┌─ GIVEN ENTRIES

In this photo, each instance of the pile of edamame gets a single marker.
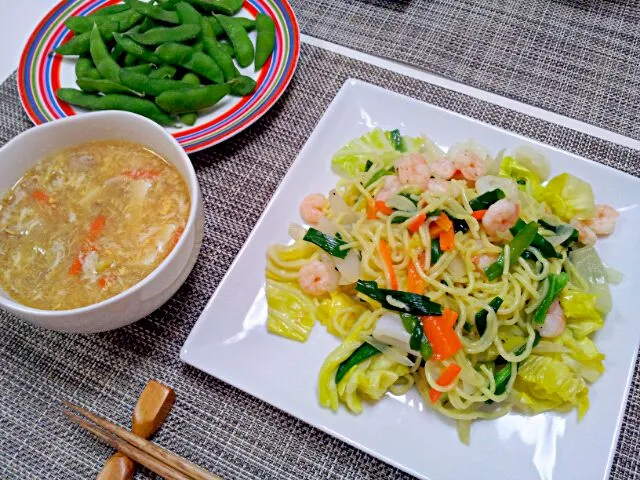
(166, 59)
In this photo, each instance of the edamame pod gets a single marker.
(86, 69)
(187, 57)
(160, 35)
(163, 71)
(266, 40)
(190, 118)
(216, 52)
(106, 66)
(153, 11)
(226, 7)
(114, 102)
(134, 48)
(150, 86)
(91, 85)
(242, 46)
(196, 98)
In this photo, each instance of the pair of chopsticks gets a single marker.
(146, 453)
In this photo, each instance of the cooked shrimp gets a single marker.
(442, 168)
(413, 169)
(470, 164)
(438, 186)
(390, 187)
(555, 322)
(586, 235)
(501, 216)
(484, 260)
(317, 278)
(604, 220)
(312, 208)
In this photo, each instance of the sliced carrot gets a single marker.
(415, 283)
(386, 256)
(478, 214)
(444, 340)
(414, 225)
(446, 378)
(444, 222)
(96, 228)
(76, 267)
(40, 196)
(447, 238)
(142, 174)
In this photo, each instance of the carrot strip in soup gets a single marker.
(415, 283)
(446, 378)
(443, 338)
(386, 257)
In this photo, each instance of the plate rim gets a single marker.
(262, 106)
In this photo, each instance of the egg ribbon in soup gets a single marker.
(89, 222)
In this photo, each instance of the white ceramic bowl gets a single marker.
(21, 153)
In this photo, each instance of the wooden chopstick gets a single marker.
(129, 450)
(127, 441)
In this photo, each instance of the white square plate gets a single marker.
(231, 342)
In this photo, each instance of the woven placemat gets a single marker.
(213, 423)
(575, 57)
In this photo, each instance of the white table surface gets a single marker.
(17, 21)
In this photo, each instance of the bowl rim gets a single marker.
(191, 179)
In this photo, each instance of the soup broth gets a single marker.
(89, 222)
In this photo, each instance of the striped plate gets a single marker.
(41, 73)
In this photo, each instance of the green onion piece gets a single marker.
(425, 348)
(481, 316)
(436, 252)
(517, 246)
(377, 176)
(329, 244)
(415, 340)
(359, 355)
(415, 304)
(409, 321)
(556, 284)
(541, 243)
(484, 201)
(396, 140)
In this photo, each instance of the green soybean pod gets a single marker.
(227, 48)
(190, 118)
(106, 66)
(163, 71)
(134, 48)
(194, 99)
(79, 43)
(187, 57)
(226, 7)
(86, 69)
(242, 85)
(102, 85)
(110, 10)
(242, 46)
(215, 51)
(144, 68)
(153, 11)
(266, 40)
(160, 35)
(114, 102)
(150, 86)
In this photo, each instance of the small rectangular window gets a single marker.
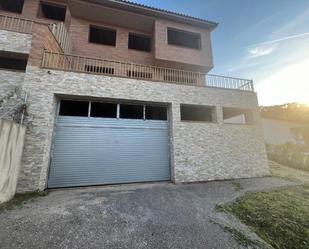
(103, 110)
(237, 116)
(13, 61)
(52, 11)
(184, 77)
(139, 42)
(184, 38)
(97, 69)
(156, 113)
(197, 113)
(136, 74)
(74, 108)
(132, 111)
(15, 6)
(102, 36)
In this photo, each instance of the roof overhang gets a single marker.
(151, 12)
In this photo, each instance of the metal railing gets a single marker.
(89, 65)
(229, 82)
(62, 36)
(16, 24)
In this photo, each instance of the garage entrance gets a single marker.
(108, 143)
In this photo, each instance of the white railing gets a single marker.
(62, 36)
(16, 24)
(89, 65)
(229, 82)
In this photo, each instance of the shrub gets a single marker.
(289, 154)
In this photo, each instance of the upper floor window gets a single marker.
(102, 36)
(15, 6)
(13, 61)
(184, 38)
(52, 11)
(139, 42)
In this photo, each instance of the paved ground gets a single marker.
(288, 173)
(130, 216)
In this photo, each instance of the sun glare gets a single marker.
(290, 84)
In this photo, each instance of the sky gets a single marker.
(263, 40)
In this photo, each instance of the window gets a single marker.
(132, 111)
(184, 77)
(52, 11)
(156, 113)
(102, 36)
(74, 108)
(136, 74)
(139, 42)
(197, 113)
(13, 61)
(184, 38)
(237, 116)
(97, 69)
(103, 110)
(15, 6)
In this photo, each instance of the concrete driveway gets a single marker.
(130, 216)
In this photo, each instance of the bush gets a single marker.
(289, 154)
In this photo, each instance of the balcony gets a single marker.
(98, 66)
(16, 24)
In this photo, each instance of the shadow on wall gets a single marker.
(12, 136)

└─

◆ WRITTEN TASK:
Repeat the data exactly, excluding the pictures.

◆ COMPLETE OUTPUT:
In this photo, each instance of the pile of edamame gets a single marker.
(166, 59)
In this photo, each instance of the edamame pod gets a single marker.
(86, 69)
(187, 57)
(160, 35)
(163, 71)
(266, 40)
(190, 118)
(216, 52)
(106, 66)
(153, 11)
(226, 7)
(114, 102)
(134, 48)
(150, 86)
(91, 85)
(242, 46)
(196, 98)
In this photo, each instance of the pair of chopsticks gets a single marker.
(146, 453)
In this photo, each instance of the cooked shrimp gets a single marker.
(442, 168)
(413, 169)
(470, 164)
(438, 186)
(390, 187)
(555, 322)
(586, 235)
(501, 216)
(484, 260)
(317, 278)
(604, 220)
(312, 208)
In this photo, each instance of the sliced carrot gets a single marker.
(415, 283)
(386, 256)
(478, 214)
(444, 340)
(414, 225)
(446, 378)
(444, 222)
(96, 228)
(76, 267)
(40, 196)
(447, 238)
(142, 174)
In this photo, each instance of the carrot strip in soup gets a single marker.
(415, 283)
(446, 378)
(443, 338)
(386, 257)
In this photo, each instance of the plate rim gets a single marker.
(262, 106)
In this photo, each instance of the egg ribbon in soup gets a single marker.
(89, 222)
In this photo, each instance of the white ceramic bowl gets a single marker.
(21, 153)
In this photo, each instance of the wooden chopstick gets a single marker.
(129, 450)
(127, 441)
In this photo, each instance of the white square plate gets a single marker.
(231, 342)
In this photo, each instance of the woven placemat gets a single marker.
(213, 423)
(575, 57)
In this photo, each instance of the white table surface gets a single marker.
(17, 21)
In this photo, each instance of the bowl rim gets a single marker.
(191, 179)
In this photo, each instance of the soup broth gets a single marker.
(89, 222)
In this photo, each instance of the striped plate gets a single marker.
(41, 73)
In this photo, each instance of the green onion piece gets a single marker.
(425, 348)
(481, 316)
(436, 252)
(517, 246)
(377, 176)
(329, 244)
(415, 340)
(359, 355)
(415, 304)
(409, 321)
(556, 284)
(541, 243)
(484, 201)
(396, 140)
In this photo, each instance of the green soybean pod gets a single marker.
(227, 48)
(190, 118)
(106, 66)
(163, 71)
(134, 48)
(194, 99)
(79, 43)
(187, 57)
(226, 7)
(86, 69)
(242, 85)
(102, 85)
(110, 10)
(242, 46)
(215, 51)
(144, 68)
(153, 11)
(266, 40)
(160, 35)
(114, 102)
(150, 86)
In this photo, each instance of the small rectangular window gets a single marker.
(103, 110)
(237, 116)
(13, 61)
(52, 11)
(184, 77)
(139, 42)
(184, 38)
(97, 69)
(156, 113)
(197, 113)
(136, 74)
(74, 108)
(132, 111)
(15, 6)
(102, 36)
In this photo, each instance of the roof overhang gets a single marker.
(151, 12)
In this photo, each instance of the metal railing gets a single marker.
(89, 65)
(229, 82)
(62, 36)
(16, 24)
In this photo, each instance of the garage entrance gets a single marker.
(108, 143)
In this photo, each instance of the white railing gets a single marker.
(62, 36)
(16, 24)
(89, 65)
(229, 82)
In this photo, each instance of the shrub gets a single marker.
(289, 154)
In this photo, each instance of the upper floor window gets a single marker.
(102, 36)
(15, 6)
(13, 61)
(184, 38)
(52, 11)
(139, 42)
In this photo, each instance of the paved ground gets a single marker.
(288, 173)
(130, 216)
In this photo, each instance of the sun glare gets a single marker.
(290, 84)
In this photo, each instance of the sky gets a single marker.
(263, 40)
In this photo, each instance of the window gets a single marker.
(132, 111)
(184, 77)
(52, 11)
(156, 113)
(102, 36)
(74, 108)
(136, 74)
(139, 42)
(197, 113)
(13, 61)
(184, 38)
(237, 116)
(97, 69)
(103, 110)
(15, 6)
In this photo, each instance of the concrete driveway gets a single marker.
(130, 216)
In this photo, each instance of the bush gets a single marker.
(289, 154)
In this photo, each instance of the balcony gets a single marker.
(98, 66)
(16, 24)
In this photo, each instance of the shadow on wall gets a single marker.
(12, 136)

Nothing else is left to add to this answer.